** PASSAGE PROVIDED **
Anticipated expiration: 2034-11-20
Also published as: EP3023047A1

Description

The present invention relates to a steam cleaning device.
In recent times steam cleaning devices have been used to clean the domestic environment. Many steam cleaning devices comprises a steam generator such as a boiler to convert water in to steam. The steam flows from the steam generators to a nozzle or a floor head and the steam is directed on to a surface to be cleaned. In some circumstances the steam is able to loosen stubborn stains and dirt on a dirty surface.
There has been a trend for the user to demand steam cleaning devices with improved steam generation capacity. This means that the steam generators and the heating elements therein may have a larger thermal capacity. In this way the thermal output increases and some steam cleaning devices may operate at higher temperatures. A steam cleaning device according to the preamble of claim 1 is already known e.g. from US-A-8549697 . When steam cleaning devices operate at high temperatures, the outside temperature of the steam cleaning device must remain at a temperature which is still safe to operate. One such method of cooling is disclosed in US 6,879,776 which describes a steam cleaner having a space between a container and a housing and an air flows in the space. The container encapsulates the steam generator and air flows over the container. A problem with the steam cleaner is that the air holes are on the underside of the device are for both air circulation and water draining purposes. This means that if water is draining out of the holes, cool air cannot circulate around the container or if the steam cleaner. The orientation of the steam cleaner will also affect the efficiency of the air circulation.
Embodiments of the present invention aim to address the aforementioned problems.
In one aspect of the present invention there is a steam cleaning device comprising: a housing; a boiler mounted in the housing; and a floor head in fluid communication with the boiler and coupled to the housing; wherein the housing comprises at least one first air hole and at least one second air hole and an air flow path therebetween, the at least one first and at least one second air holes being positioned either side of the boiler along a longitudinal axis of the steam cleaning device and the at least one first and at least one second air holes being positioned either side of the boiler along a transverse axis of the steam cleaning device such that one of the at least one first or second air holes is above the other of the at least one first or second air holes when the steam cleaning device is in a substantially vertical position or a substantially horizontal position.
In this way cool air is drawn into the housing and flows over the boiler irrespective of whether the steam cleaning device is upright or lying down. This advantageously ensures that the boiler does not overheat the housing.

** SET TASKS **
1. Answer these about the steam cleaning device description:
(a) When is the patent expected to expire?
(b) Which earlier patent describes a steam cleaner with air flowing in a space between a container and a housing?
(c) What two purposes do the air holes on the underside of that earlier steam cleaner serve?
2. Extend the steam cleaning device description, picking up right after its final sentence.
The records aren't needed for anything here.

** DATA ENTRIES **
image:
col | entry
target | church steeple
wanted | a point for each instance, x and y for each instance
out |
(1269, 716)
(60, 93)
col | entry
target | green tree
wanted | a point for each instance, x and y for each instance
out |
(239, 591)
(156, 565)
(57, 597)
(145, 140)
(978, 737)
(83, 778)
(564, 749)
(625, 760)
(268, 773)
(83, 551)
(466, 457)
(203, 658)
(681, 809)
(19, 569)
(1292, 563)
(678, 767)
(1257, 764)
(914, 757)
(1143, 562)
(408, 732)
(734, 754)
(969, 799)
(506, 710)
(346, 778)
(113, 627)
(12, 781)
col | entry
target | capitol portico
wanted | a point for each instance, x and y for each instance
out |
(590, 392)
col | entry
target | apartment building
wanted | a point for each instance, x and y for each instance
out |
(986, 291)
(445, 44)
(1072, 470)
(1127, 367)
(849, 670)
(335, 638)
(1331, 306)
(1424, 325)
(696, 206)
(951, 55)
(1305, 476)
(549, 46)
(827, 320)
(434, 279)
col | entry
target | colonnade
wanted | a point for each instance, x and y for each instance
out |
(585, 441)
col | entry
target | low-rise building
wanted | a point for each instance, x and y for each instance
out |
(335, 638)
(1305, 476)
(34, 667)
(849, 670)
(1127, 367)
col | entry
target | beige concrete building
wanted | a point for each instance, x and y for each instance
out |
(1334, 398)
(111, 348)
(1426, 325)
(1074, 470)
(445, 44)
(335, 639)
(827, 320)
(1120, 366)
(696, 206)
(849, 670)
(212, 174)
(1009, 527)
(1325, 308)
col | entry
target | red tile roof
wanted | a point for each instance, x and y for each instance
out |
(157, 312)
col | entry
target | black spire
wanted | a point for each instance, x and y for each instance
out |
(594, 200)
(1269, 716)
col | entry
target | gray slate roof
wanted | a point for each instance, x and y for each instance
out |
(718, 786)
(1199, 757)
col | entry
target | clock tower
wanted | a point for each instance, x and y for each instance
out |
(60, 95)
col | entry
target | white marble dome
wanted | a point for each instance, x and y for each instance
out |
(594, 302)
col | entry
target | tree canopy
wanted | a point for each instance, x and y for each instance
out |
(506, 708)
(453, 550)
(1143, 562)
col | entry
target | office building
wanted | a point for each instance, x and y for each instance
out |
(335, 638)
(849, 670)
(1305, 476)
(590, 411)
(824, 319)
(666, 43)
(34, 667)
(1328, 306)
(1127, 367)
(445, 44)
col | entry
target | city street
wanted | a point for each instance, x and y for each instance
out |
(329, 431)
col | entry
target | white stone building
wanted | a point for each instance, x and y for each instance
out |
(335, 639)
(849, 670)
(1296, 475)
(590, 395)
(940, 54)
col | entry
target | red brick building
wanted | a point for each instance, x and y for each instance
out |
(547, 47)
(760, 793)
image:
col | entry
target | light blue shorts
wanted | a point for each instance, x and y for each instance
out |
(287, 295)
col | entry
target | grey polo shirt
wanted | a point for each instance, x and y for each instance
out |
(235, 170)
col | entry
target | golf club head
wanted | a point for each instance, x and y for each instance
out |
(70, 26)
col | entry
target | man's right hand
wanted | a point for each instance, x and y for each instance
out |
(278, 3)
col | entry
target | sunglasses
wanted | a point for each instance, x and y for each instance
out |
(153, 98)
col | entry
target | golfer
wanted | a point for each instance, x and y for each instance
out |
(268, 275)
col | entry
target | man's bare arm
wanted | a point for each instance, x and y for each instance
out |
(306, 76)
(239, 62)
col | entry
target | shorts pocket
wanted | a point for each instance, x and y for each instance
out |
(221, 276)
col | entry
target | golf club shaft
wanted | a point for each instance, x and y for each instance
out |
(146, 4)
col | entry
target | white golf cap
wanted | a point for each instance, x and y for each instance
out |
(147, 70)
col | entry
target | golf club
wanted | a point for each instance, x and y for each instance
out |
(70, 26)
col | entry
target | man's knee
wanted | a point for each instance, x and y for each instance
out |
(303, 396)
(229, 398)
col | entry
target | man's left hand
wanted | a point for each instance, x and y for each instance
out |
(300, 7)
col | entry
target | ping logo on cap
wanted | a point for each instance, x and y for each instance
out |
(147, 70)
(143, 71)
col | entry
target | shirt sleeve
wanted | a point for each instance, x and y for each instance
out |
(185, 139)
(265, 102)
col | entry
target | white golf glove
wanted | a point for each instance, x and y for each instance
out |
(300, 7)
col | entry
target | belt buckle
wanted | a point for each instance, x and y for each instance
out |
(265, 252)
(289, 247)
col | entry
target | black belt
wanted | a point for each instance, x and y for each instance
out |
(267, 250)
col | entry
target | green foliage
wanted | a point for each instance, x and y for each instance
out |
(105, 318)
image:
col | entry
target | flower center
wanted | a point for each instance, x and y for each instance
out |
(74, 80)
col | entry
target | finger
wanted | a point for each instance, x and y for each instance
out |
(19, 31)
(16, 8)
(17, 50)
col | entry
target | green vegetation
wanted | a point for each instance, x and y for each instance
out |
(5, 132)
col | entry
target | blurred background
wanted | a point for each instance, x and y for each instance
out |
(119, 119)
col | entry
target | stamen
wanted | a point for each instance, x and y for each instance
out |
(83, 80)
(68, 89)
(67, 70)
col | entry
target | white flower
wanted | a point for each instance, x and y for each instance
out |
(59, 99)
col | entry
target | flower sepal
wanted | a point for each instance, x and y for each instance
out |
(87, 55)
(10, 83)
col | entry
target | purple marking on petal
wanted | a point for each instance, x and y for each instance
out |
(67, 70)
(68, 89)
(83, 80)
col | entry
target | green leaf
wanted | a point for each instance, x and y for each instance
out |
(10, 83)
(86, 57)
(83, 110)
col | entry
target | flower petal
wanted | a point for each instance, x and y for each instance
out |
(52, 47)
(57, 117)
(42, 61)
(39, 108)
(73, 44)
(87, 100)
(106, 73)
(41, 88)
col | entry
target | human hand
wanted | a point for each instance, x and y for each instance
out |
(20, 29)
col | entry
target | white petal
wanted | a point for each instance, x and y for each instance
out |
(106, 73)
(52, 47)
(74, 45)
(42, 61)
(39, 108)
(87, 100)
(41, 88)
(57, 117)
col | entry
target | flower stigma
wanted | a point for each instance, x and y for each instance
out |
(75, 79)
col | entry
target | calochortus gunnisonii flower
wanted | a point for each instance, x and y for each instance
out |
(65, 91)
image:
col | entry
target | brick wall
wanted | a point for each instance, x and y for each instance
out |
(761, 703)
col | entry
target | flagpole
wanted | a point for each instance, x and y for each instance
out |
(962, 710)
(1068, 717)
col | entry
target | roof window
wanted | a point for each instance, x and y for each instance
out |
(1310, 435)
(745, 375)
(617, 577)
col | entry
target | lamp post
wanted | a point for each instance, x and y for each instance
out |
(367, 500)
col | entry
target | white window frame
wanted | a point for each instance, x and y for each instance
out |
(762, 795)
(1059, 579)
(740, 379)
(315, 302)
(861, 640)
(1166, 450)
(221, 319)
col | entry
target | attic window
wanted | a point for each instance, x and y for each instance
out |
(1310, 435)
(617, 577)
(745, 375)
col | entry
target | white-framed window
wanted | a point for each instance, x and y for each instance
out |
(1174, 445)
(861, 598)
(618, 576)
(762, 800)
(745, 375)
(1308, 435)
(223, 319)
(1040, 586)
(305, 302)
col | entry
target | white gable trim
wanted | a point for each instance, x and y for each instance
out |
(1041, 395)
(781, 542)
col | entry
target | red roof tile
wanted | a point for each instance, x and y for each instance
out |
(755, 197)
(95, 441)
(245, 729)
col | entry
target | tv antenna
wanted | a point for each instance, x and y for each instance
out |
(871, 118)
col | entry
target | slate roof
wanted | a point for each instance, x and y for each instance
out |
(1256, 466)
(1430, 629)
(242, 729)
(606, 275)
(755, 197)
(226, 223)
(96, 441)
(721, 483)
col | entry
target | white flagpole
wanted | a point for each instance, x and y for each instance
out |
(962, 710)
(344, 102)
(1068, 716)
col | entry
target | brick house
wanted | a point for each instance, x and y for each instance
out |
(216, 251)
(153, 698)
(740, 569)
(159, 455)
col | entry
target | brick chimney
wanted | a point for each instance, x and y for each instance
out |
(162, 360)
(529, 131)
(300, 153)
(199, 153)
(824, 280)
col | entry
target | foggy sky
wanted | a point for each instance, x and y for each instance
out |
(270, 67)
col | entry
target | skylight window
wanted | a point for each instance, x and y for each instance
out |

** RESPONSES BY TASK **
1.
(a) 2034-11-20
(b) US 6,879,776
(c) Air circulation and water draining

2.
Preferably the housing comprises at least one third air hole wherein the at least one third air hole and the at least one first air hole are positioned either side of the boiler along a longitudinal axis of the steam cleaning device. Preferably the at least one third air hole and the at least on second air hole are positioned either side of the boiler along a transverse axis of the steam cleaning device. Preferably the housing comprises at least one fourth air hole wherein the at least one fourth air hole and the at least one second air hole are positioned either side of the boiler along a longitudinal axis of the steam cleaning device. Preferably the at least one fourth air hole and the at least one first air hole are positioned either side of the boiler along a transverse axis of the steam cleaning device.
This means that air holes are provided for allowing air flow to cool the boiler irrespective of the orientation or positioning of the steam cleaning device. By placing the air holes on either side of the boiler along both the longitudinal axis and transverse axes of the steam cleaning device, the air convection is still achieved even if the user places the steam cleaning device in an unusual position. For example if the steam cleaning device is carelessly stowed in a cupboard and the steam cleaning device topples over, the arrangement of air holes will still allow a cooling air flow to pass over the boiler.
Preferably one or more of the at least one first air hole, at least one second air hole, at least one third air hole and the at least one fourth air hole are a plurality of air holes. By increasing the number of air holes for allowing air to exit and enter the housing, a greater cooling effect is achieved.
Preferably the plurality of air holes are spaced along an axis transverse to the longitudinal axis and the transverse axis.
Preferably boiler is mounted in a chamber in the housing wherein there is an air gap between the boiler and the wall of the chamber. By providing an air gap between the boiler and the wall of the housing, air flow is encouraged to pass over the outer surface of the boiler. By passing air over the boiler itself, better cooling can be achieved which prevents the housing from overheating.
Preferably the boiler is clad in a thermal insulating layer. By providing a thermally insulating layer over the boiler, the transmission of thermal energy from the boiler to the housing is reduced.
Preferably the boiler comprises a thermal mass for storing thermal energy. A thermal mass that stores thermal energy can be heated to higher temperatures which will provide a longer run time of steam generation when heating elements are not powered. This allows for a longer running steam cleaning device operating without electrical power. Preferably the thermal mass is heated to a temperature exceeding 400 degrees C.
Preferably the steam cleaning device comprises a locking articulated joint between the floor head and the housing arranged to lock the steam cleaning device in a substantially vertical position. This allows the steam cleaning device to be freestanding in the upright position.
Preferably the boiler is mounted on a plurality of ribs projecting from the housing. This means that the boiler is suspended away from the walls of the housing with minimal contact with the housing. This reduces the transmission of thermal energy to the housing and allows the air gap to be created.
Preferably the housing is substantially cylindrical. A cylindrical shape provides an efficient shape for storing thermal energy.
Preferably the steam cleaning device is a steam mop.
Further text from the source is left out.